◆ **Document passage**
++++++++

Monopoly power in the energy sector. Common Wealth’s new report on electricity and gas distribution networks argues that a ‘fragmented system of private monopolies that delivers outsized returns for investors’ are partly to blame for rising energy bills. Common Wealth proposes a windfall tax on the UK’s 10 big electricity and gas distribution companies, which have complex ownership structures, with some based in offshore holding companies and tax havens. It argues that ‘in the long run these monopolies should be in public ownership’.

Climate change and tax

Climate finance. Jubilee Debt Campaign’s Tess Woolfenden analysed the latest IPCC report’s analysis of debt and climate finance. She concluded that ‘IPCC scientists recognise the harm of private lending deepening the debt trap facing climate vulnerable countries’ but that ‘the report returns to the orthodoxy that private sector debt issuance could provide finance to address the climate crisis. The same companies that have to a large degree caused the climate crisis are encouraged to continue profiting from it by lending at interest to the countries that are suffering the effects.’

Manifesto for a Green, Just and Democratic European Economy. Over 270 prominent academics, unions and civil society organisations issued a letter calling for reform ofing the EU’s fiscal rules to enable public investment necessary for transforming economies to hold global heating below 1.5°C.

Carbon tax and dividend scheme. Autonomy has released a report on the effects of a global carbon tax and dividend scheme. It calculates that this could effectively end extreme poverty globally, lifting more than a billion people above the poverty line of $3.20 a day. In the UK the scheme would benefit 70% of the population who would receive dividends from the scheme from the top 30% of the population, with the majority of contributions coming from the top 1%. (Read Autonomy’s Twitter thread summary and coverage in the Independent.)

++++++++

◆ **Dataset entries**
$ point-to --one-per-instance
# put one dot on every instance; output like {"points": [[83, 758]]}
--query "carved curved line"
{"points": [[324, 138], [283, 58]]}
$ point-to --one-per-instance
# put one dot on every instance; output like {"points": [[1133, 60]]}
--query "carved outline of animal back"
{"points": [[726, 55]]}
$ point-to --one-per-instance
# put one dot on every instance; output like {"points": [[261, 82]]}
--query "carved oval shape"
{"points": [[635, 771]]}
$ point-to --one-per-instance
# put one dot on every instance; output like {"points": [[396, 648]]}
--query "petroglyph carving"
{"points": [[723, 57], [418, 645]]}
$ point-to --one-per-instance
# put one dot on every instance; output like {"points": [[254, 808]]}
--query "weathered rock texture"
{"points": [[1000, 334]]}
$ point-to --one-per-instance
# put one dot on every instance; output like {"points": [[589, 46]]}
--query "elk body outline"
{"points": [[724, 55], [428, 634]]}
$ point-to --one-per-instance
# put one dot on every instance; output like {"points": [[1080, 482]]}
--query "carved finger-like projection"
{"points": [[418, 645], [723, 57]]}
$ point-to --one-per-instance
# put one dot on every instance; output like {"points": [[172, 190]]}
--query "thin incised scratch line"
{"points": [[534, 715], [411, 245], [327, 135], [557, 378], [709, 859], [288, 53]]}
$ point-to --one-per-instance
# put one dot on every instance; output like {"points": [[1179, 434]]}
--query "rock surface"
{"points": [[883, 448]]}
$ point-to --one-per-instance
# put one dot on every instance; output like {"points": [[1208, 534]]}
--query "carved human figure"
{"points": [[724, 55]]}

++++++++

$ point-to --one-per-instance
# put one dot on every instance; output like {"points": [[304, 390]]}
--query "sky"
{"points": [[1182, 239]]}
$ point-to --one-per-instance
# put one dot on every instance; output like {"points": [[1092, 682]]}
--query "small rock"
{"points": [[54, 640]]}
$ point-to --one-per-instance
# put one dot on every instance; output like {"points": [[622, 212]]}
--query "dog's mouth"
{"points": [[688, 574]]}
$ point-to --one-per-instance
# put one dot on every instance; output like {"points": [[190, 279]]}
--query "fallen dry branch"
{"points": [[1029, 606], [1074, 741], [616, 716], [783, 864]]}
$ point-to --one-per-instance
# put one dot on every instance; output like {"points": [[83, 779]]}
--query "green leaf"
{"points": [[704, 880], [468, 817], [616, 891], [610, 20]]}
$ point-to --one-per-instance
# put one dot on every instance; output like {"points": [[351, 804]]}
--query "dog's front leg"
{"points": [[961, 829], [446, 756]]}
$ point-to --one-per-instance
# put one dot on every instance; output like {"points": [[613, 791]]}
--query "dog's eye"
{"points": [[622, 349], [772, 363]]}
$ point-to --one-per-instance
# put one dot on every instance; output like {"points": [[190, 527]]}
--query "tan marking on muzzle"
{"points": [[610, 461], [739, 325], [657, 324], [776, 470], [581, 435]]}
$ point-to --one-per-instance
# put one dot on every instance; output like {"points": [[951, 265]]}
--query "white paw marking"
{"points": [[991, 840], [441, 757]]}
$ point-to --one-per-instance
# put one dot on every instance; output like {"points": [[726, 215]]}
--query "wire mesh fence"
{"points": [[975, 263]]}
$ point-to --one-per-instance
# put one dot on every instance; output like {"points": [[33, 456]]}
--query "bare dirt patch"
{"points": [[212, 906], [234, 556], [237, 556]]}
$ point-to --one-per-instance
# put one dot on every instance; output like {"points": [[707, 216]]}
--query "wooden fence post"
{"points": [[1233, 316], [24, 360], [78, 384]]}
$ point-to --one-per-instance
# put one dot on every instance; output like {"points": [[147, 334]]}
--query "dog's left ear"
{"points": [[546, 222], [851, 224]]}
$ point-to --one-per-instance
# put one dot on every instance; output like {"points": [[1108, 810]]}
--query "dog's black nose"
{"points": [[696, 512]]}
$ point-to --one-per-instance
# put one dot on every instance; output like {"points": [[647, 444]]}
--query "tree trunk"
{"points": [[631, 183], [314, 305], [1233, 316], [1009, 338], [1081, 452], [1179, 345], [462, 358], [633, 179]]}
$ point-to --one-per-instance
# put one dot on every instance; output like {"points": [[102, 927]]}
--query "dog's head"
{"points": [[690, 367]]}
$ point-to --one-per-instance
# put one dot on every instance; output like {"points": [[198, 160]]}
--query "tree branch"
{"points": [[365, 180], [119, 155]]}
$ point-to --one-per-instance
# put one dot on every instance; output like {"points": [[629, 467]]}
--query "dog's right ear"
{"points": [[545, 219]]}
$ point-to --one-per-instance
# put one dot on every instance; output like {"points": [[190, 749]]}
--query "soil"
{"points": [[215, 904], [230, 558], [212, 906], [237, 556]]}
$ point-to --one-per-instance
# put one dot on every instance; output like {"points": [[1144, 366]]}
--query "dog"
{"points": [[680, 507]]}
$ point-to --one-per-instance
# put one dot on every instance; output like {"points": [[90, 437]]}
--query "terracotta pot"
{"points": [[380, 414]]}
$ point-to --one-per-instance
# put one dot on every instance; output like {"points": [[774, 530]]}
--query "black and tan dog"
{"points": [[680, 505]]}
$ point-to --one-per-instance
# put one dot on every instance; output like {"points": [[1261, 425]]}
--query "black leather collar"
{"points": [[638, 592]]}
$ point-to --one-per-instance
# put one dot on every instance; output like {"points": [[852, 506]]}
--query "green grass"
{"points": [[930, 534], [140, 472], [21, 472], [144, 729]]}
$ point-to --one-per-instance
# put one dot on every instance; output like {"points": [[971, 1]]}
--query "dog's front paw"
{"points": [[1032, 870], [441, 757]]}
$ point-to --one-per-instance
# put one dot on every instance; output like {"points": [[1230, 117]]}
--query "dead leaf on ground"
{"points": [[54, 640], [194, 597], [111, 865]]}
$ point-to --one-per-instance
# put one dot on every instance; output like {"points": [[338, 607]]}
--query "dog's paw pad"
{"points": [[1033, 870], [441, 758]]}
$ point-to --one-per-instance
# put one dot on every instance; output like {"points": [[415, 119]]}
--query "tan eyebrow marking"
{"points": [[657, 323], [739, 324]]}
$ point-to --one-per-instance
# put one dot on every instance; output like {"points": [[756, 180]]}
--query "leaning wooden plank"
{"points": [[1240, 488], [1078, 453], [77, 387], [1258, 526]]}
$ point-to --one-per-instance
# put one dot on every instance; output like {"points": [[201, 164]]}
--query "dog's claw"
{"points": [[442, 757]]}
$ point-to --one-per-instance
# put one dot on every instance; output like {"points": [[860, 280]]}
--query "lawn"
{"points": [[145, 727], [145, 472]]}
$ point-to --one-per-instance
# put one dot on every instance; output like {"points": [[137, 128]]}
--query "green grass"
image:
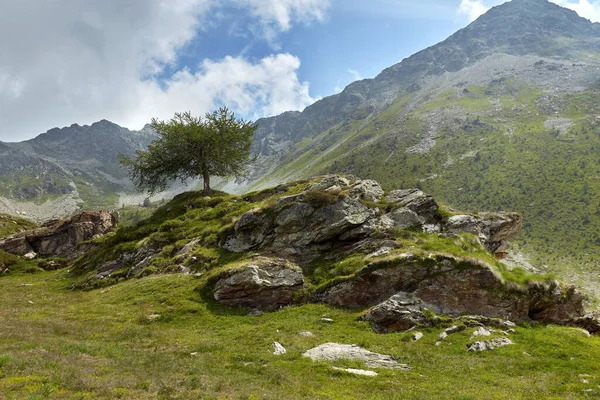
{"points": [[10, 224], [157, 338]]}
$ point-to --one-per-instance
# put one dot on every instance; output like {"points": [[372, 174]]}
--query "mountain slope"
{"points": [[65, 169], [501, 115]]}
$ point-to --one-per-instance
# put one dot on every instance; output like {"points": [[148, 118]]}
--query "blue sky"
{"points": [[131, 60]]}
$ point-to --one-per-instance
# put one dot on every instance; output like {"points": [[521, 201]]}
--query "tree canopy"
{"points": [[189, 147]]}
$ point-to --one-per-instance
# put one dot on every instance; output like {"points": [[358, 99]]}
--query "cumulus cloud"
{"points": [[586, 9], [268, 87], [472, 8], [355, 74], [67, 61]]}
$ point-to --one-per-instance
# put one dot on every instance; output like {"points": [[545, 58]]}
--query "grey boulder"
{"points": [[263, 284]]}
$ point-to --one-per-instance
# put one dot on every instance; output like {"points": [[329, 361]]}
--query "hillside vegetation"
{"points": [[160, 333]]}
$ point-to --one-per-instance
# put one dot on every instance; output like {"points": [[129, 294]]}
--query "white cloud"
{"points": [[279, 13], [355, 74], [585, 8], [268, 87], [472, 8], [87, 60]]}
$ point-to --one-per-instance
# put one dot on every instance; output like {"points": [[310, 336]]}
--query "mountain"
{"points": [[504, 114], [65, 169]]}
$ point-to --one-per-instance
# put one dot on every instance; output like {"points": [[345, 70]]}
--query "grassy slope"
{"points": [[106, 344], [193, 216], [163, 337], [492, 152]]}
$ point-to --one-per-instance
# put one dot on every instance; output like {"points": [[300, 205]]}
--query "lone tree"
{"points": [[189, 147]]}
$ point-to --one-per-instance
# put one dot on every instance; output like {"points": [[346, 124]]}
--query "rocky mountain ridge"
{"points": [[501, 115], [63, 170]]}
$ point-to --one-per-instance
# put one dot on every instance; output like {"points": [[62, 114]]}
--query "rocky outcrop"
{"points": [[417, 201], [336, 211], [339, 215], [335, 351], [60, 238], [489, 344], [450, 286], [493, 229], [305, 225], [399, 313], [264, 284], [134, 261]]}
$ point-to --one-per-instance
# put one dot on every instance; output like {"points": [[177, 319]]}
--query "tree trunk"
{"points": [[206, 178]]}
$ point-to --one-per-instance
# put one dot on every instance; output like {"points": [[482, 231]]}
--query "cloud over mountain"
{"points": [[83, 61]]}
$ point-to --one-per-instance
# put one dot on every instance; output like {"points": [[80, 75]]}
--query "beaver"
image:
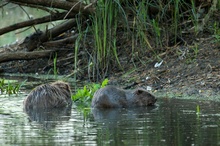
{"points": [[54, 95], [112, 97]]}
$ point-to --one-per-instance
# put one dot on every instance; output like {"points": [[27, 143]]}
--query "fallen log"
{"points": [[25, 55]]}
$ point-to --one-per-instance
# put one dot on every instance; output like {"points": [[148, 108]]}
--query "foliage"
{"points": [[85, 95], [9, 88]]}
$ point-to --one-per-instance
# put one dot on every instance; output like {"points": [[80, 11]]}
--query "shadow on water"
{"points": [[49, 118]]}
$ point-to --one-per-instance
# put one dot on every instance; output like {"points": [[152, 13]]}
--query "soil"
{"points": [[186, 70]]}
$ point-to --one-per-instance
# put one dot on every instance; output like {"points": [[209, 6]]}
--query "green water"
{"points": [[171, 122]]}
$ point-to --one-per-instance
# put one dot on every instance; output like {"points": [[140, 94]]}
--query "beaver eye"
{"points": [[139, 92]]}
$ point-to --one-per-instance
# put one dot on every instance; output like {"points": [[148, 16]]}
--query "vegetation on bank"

++++++++

◆ **Problems to solve**
(1) In the passage on energy monopolies and climate tax:
(a) How many electricity and gas distribution companies would Common Wealth's proposed windfall tax apply to?
(b) Who analyzed the latest IPCC report's treatment of debt and climate finance for Jubilee Debt Campaign?
(c) What share of the UK population would benefit from Autonomy's carbon tax and dividend scheme?
(2) Carry on with the passage on energy monopolies and climate tax from the point where it stops.

◆ **Answers to the tasks**
(1)
(a) The UK's 10 big electricity and gas distribution companies.
(b) Tess Woolfenden.
(c) 70% of the population.

(2)
Windfall tax on North Sea oil and gas firms. The FT’s Chris Giles came out in support of a windfall tax on North Sea oil and gas companies, arguing that the Chancellor should go further than Labour’s proposal of a 10% tax increase. (See also NEB Managing Editor Michael Jacobs’s analysis in the Guardian last month.)

Sanctions and taxes on Russian assets. Economist Thomas Piketty argued in the Guardian that ‘the western elite is preventing us from going after the assets of Russia’s hyper-rich’. Piketty calls for the establishment of an international financial register and for western states to levy a heavy tax on these assets. 

  • Tracking ownership. The government has recently approved the Beneficial Ownership Data Standard which will help identify legal entities whose ownership structures may create risks to national security. However, in response to slow progress, the Guardian and the Organized Crime and Corruption Reporting Project have launched the Russian Asset Tracker to improve transparency in the ownership of wealth otherwise obscured by shell companies and tax havens.